* [WHAT THE TASK ASKS]
Transcribe all of the records word for word, please, omitting the pictures.
[[ RECORDS PROVIDED open ]]
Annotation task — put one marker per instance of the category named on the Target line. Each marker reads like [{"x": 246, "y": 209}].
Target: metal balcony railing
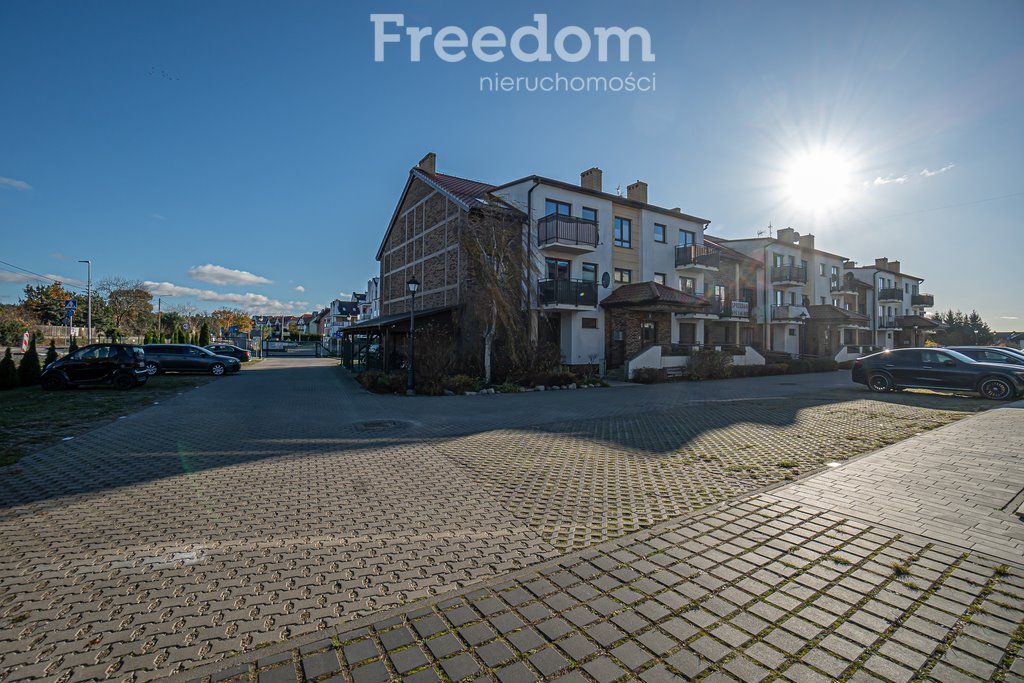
[
  {"x": 567, "y": 292},
  {"x": 788, "y": 273},
  {"x": 891, "y": 294},
  {"x": 697, "y": 255},
  {"x": 558, "y": 228}
]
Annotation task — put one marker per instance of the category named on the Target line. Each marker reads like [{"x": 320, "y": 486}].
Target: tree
[
  {"x": 46, "y": 302},
  {"x": 500, "y": 269},
  {"x": 129, "y": 303},
  {"x": 51, "y": 353},
  {"x": 28, "y": 369},
  {"x": 8, "y": 374}
]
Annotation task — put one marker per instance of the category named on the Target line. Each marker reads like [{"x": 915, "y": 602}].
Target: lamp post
[
  {"x": 803, "y": 333},
  {"x": 412, "y": 286},
  {"x": 88, "y": 289}
]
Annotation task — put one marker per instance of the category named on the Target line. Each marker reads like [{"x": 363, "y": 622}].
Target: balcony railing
[
  {"x": 788, "y": 273},
  {"x": 567, "y": 292},
  {"x": 788, "y": 312},
  {"x": 558, "y": 228},
  {"x": 891, "y": 294},
  {"x": 697, "y": 255},
  {"x": 727, "y": 308}
]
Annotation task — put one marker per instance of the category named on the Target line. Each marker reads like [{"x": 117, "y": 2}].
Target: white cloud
[
  {"x": 14, "y": 184},
  {"x": 256, "y": 303},
  {"x": 218, "y": 274},
  {"x": 929, "y": 174}
]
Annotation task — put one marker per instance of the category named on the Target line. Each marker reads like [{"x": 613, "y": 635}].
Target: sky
[{"x": 251, "y": 154}]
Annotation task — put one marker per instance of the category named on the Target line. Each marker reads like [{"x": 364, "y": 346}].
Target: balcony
[
  {"x": 730, "y": 309},
  {"x": 567, "y": 294},
  {"x": 697, "y": 257},
  {"x": 891, "y": 294},
  {"x": 566, "y": 233},
  {"x": 788, "y": 274},
  {"x": 788, "y": 313}
]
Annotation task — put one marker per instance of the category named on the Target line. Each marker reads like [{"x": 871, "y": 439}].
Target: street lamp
[
  {"x": 88, "y": 289},
  {"x": 412, "y": 286}
]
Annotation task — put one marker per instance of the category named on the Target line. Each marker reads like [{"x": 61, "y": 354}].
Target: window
[
  {"x": 557, "y": 268},
  {"x": 553, "y": 206},
  {"x": 624, "y": 232}
]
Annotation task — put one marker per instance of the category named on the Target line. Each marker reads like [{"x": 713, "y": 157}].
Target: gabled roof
[{"x": 652, "y": 294}]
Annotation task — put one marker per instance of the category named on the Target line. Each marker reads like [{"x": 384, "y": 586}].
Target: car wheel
[
  {"x": 880, "y": 382},
  {"x": 53, "y": 382},
  {"x": 995, "y": 388}
]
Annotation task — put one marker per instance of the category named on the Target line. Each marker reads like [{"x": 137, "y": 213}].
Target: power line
[{"x": 19, "y": 270}]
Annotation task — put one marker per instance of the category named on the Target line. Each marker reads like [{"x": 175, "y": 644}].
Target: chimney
[
  {"x": 428, "y": 164},
  {"x": 786, "y": 235},
  {"x": 591, "y": 179},
  {"x": 637, "y": 191}
]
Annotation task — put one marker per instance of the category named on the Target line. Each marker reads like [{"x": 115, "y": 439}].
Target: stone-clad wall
[{"x": 424, "y": 243}]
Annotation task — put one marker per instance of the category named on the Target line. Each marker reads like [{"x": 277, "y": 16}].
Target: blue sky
[{"x": 179, "y": 142}]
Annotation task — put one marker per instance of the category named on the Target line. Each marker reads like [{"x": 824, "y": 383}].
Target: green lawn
[{"x": 32, "y": 419}]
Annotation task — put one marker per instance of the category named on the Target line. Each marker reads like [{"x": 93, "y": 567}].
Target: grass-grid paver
[{"x": 218, "y": 526}]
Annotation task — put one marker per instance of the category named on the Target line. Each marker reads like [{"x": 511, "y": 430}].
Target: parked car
[
  {"x": 187, "y": 358},
  {"x": 122, "y": 366},
  {"x": 991, "y": 353},
  {"x": 941, "y": 369},
  {"x": 229, "y": 350}
]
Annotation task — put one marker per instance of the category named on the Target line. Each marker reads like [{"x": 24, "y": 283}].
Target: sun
[{"x": 818, "y": 180}]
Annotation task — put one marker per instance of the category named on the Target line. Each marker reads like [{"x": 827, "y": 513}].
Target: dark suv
[
  {"x": 120, "y": 365},
  {"x": 940, "y": 369},
  {"x": 186, "y": 358}
]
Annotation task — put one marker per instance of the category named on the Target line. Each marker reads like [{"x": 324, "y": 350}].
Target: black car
[
  {"x": 120, "y": 365},
  {"x": 1012, "y": 356},
  {"x": 938, "y": 369},
  {"x": 186, "y": 358},
  {"x": 229, "y": 350}
]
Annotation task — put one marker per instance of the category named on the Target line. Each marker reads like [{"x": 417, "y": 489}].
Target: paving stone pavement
[{"x": 283, "y": 503}]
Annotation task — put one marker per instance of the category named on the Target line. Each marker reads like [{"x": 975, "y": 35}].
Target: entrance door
[{"x": 648, "y": 333}]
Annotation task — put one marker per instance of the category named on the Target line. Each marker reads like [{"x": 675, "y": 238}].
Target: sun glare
[{"x": 818, "y": 180}]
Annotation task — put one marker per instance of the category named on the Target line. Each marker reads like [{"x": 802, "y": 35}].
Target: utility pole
[{"x": 88, "y": 289}]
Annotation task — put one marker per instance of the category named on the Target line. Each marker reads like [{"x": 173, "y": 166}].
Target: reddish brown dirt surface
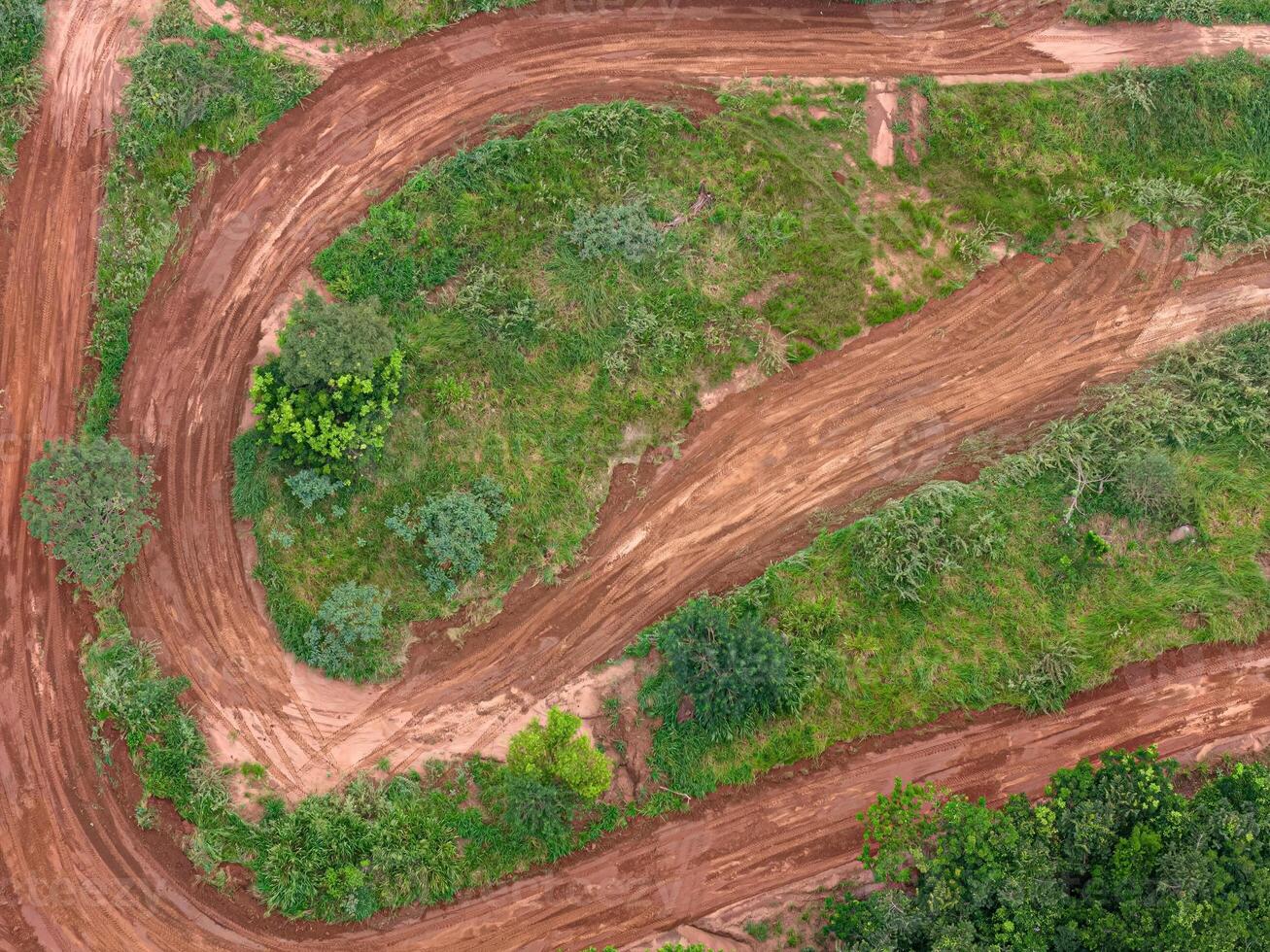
[[ RECORDS PROVIDED closed ]]
* [EXERCISE OUTPUT]
Annotation task — put one marker per instance of the category named on the Target line. Each marker reads like [{"x": 246, "y": 209}].
Target: metal balcony railing
[
  {"x": 567, "y": 292},
  {"x": 788, "y": 273},
  {"x": 891, "y": 294},
  {"x": 697, "y": 255},
  {"x": 558, "y": 228}
]
Annotation task — put one marker per instance of the category named on the Target line. Each marker reads like [{"x": 320, "y": 486}].
Target: tree
[
  {"x": 46, "y": 302},
  {"x": 500, "y": 269},
  {"x": 129, "y": 303},
  {"x": 51, "y": 353},
  {"x": 28, "y": 369},
  {"x": 8, "y": 374}
]
Annotation task — put one marker per instance of the category named on the Target line. Each marker reads like [{"x": 915, "y": 602}].
Target: lamp post
[
  {"x": 803, "y": 333},
  {"x": 412, "y": 286},
  {"x": 88, "y": 289}
]
Annotation task — put one marker per instance of the category named on the Target line. Each marker reads like [{"x": 363, "y": 622}].
Target: balcony railing
[
  {"x": 788, "y": 273},
  {"x": 567, "y": 292},
  {"x": 788, "y": 312},
  {"x": 558, "y": 228},
  {"x": 891, "y": 294},
  {"x": 697, "y": 255},
  {"x": 727, "y": 308}
]
Annotation task — put one marker per instance of the category named on the Target line. Each marker reads like [{"x": 117, "y": 2}].
Target: white cloud
[
  {"x": 14, "y": 184},
  {"x": 256, "y": 303},
  {"x": 218, "y": 274},
  {"x": 929, "y": 174}
]
Annotation task — put one marker per instance of the category named on the Target line. Each marker reads like [{"x": 613, "y": 635}].
Target: sky
[{"x": 251, "y": 154}]
Annotation task — put one marker per instance of the category named on the Target line. Each marker reads like [{"x": 364, "y": 346}].
Target: balcony
[
  {"x": 730, "y": 309},
  {"x": 567, "y": 294},
  {"x": 697, "y": 257},
  {"x": 891, "y": 294},
  {"x": 566, "y": 233},
  {"x": 788, "y": 274},
  {"x": 788, "y": 313}
]
Annotation task — put one marker per instance of the category named on the Target line. Each marker reads like [{"x": 871, "y": 439}].
Target: street lamp
[
  {"x": 88, "y": 289},
  {"x": 412, "y": 286}
]
Annotation task — put one marker per instance of the category named on the Target line. Each marker reads like [{"x": 61, "y": 354}].
Target: window
[
  {"x": 557, "y": 268},
  {"x": 553, "y": 206},
  {"x": 624, "y": 232}
]
Annotation task — put one marker per instance of the category named on the Target line. Each marker reads like [{"x": 713, "y": 157}].
Target: gabled roof
[{"x": 652, "y": 294}]
Annotation task — put one marker per instance of the category named on the Target line. Each marker reads like [{"x": 384, "y": 586}].
Target: car wheel
[
  {"x": 880, "y": 382},
  {"x": 53, "y": 382},
  {"x": 995, "y": 388}
]
Annotation task — put one marker per instance of the category named on the Target line. Each marker reads like [{"x": 137, "y": 213}].
Target: power line
[{"x": 19, "y": 270}]
Annotation task — put one marker per instance of the category named on the Target line. Each marker reads like [{"x": 175, "y": 644}].
Target: chimney
[
  {"x": 428, "y": 164},
  {"x": 786, "y": 235},
  {"x": 591, "y": 179},
  {"x": 637, "y": 191}
]
Annotation task — put one marker per instance of the category named on the Target line. Each marker reads like [{"x": 115, "y": 439}].
Target: stone-clad wall
[{"x": 424, "y": 243}]
Annotation task — put one marker per instance of the category named on the Target line. Each marker reads like [{"x": 277, "y": 16}].
Target: blue sky
[{"x": 179, "y": 142}]
Annotation task — put one marker per instance of the category named on the Target line. Each marker reads like [{"x": 824, "y": 383}].
Target: green lawn
[{"x": 32, "y": 419}]
Annotation task — put one marker per instance of the category named on the Target line. Each marker reads like [{"x": 93, "y": 567}].
Target: grass-grid paver
[{"x": 218, "y": 526}]
Annotation task — put one marker per instance of the category named on the Target line. Each marker reads like [{"x": 511, "y": 430}].
Target: parked car
[
  {"x": 187, "y": 358},
  {"x": 122, "y": 366},
  {"x": 991, "y": 353},
  {"x": 941, "y": 369},
  {"x": 229, "y": 350}
]
Annotation task — put one marker per instance of the category named on the Target line. Each marker reads like [{"x": 24, "y": 283}].
Target: sun
[{"x": 818, "y": 180}]
Annotation task — put one marker per instance of the category named on the Target line. Each marker reads like [{"x": 827, "y": 513}].
Target: dark suv
[
  {"x": 120, "y": 365},
  {"x": 940, "y": 369},
  {"x": 186, "y": 358}
]
Annotation task — put one marker per instance of the category named on the Target line. Each marker reads like [{"x": 324, "y": 350}].
Target: black car
[
  {"x": 120, "y": 365},
  {"x": 1012, "y": 356},
  {"x": 938, "y": 369},
  {"x": 186, "y": 358},
  {"x": 229, "y": 350}
]
Annotation task — put one marker per instance of the category named on the Target line. Each marker reads like [{"x": 417, "y": 489}].
Target: paving stone pavement
[{"x": 283, "y": 503}]
Annotation task — put one marker per instance of the category named on the Target line. Each marker reads like [{"x": 975, "y": 35}].
Target: entrance door
[{"x": 648, "y": 333}]
Annotation task — put one marker per instance of the category named on the Target line. Each marker reads like [{"x": 675, "y": 238}].
Target: sun glare
[{"x": 818, "y": 180}]
Annotation task — put one marker per instance of the category named on the Target line. Each marker reads like [{"x": 802, "y": 35}].
Target: utility pole
[{"x": 88, "y": 289}]
Annotation task — put one marker per instance of the category named on the Target line. Each marker reads like [{"x": 173, "y": 166}].
Target: reddish brown dirt surface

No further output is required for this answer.